> **Extracted data**
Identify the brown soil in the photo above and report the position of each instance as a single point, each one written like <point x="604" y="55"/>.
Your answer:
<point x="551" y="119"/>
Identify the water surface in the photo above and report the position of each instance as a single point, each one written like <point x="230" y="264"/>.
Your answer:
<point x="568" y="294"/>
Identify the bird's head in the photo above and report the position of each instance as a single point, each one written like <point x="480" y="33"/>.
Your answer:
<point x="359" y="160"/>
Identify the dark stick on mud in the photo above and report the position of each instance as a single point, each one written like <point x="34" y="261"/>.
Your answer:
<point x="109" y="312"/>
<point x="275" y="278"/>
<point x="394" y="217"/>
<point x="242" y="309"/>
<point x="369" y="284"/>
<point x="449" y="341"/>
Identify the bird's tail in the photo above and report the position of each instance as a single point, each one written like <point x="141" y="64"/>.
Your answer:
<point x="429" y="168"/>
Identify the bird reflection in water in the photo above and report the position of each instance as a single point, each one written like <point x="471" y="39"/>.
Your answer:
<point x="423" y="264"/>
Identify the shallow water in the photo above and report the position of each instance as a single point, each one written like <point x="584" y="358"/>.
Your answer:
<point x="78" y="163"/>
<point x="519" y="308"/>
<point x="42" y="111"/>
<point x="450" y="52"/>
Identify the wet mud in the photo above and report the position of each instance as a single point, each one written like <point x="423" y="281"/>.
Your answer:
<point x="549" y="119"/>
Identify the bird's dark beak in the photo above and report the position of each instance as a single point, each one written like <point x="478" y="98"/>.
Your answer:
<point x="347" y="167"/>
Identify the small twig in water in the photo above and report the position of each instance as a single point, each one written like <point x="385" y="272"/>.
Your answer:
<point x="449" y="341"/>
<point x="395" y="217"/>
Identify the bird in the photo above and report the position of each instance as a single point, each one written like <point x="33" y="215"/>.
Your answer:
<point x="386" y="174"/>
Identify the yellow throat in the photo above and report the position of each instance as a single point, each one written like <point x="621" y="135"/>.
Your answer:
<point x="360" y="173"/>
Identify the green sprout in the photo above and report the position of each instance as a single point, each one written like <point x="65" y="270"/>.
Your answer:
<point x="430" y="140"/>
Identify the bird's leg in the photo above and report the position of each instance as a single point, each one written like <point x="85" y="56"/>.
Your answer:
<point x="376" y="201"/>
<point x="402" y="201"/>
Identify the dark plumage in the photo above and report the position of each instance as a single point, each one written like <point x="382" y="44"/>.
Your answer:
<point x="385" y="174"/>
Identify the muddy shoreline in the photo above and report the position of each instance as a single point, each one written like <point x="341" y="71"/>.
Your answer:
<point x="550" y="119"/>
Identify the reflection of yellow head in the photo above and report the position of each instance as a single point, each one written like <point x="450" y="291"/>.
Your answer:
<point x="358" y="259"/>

> **Work instructions**
Print every record exactly as it was given.

> **Exercise response**
Identify the brown soil in the photo above and report the position of each instance as a single point, each one written like <point x="604" y="55"/>.
Your answer:
<point x="551" y="119"/>
Identify the water surface in the photo above and report the position of each instance as a single point, each one written like <point x="230" y="264"/>.
Your answer:
<point x="568" y="294"/>
Identify the bird's head in the photo above and report the position of each instance as a single point, each one written like <point x="480" y="33"/>.
Your answer:
<point x="359" y="160"/>
Identify the dark stick on mud in the photo above and report the position of each instance as a single point, each one written like <point x="34" y="261"/>.
Your answer:
<point x="109" y="312"/>
<point x="275" y="278"/>
<point x="394" y="217"/>
<point x="242" y="309"/>
<point x="369" y="284"/>
<point x="449" y="341"/>
Identify the bird's tail in the photo above and report the position of each instance as a single point, each one written like <point x="141" y="64"/>.
Your answer:
<point x="429" y="168"/>
Identify the bird reflection in water in the photo above and report the position of each instance as a single point, each one written like <point x="471" y="39"/>.
Your answer:
<point x="423" y="264"/>
Identify the shallow water in the photo above and report the position of each instance as a single point, each one written like <point x="584" y="358"/>.
Your answer:
<point x="78" y="163"/>
<point x="519" y="308"/>
<point x="42" y="111"/>
<point x="450" y="52"/>
Identify the wet mud in the photo above and report the position of each instance as a single point, each one written like <point x="423" y="281"/>.
Your answer:
<point x="549" y="119"/>
Identify the bird's dark beak in the photo above and report the position of each instance as a single point, each one written like <point x="478" y="98"/>.
Your answer:
<point x="347" y="167"/>
Identify the small twig in water in the photo above and report the position of each instance as a single point, each one written like <point x="385" y="272"/>.
Your answer:
<point x="449" y="341"/>
<point x="395" y="217"/>
Identify the bird in the photo above and report the position of each instance as a single point, each one written like <point x="33" y="215"/>.
Your answer:
<point x="386" y="174"/>
Identify the yellow throat in the photo above and report the position of each instance as a single point, each one written like <point x="621" y="135"/>.
Your answer:
<point x="360" y="173"/>
Identify the green sprout in the photo above and report the position of each instance as a single point, each one written like <point x="65" y="270"/>.
Your answer:
<point x="430" y="140"/>
Identify the bird's leg in the photo above and report the position of each instance as a single point, each one written like <point x="85" y="56"/>.
Your answer:
<point x="376" y="201"/>
<point x="402" y="201"/>
Identify the dark plumage in the photo above and report the position of each instance as a single point, each one written like <point x="382" y="44"/>.
Your answer:
<point x="385" y="174"/>
Identify the muddy shoreline in the photo above and report the position of each instance as a single point, each one written like <point x="341" y="71"/>.
Your answer:
<point x="550" y="119"/>
Identify the reflection of yellow head in the photo above and report the position of each instance as a single point, each one written like <point x="450" y="291"/>.
Your answer:
<point x="358" y="259"/>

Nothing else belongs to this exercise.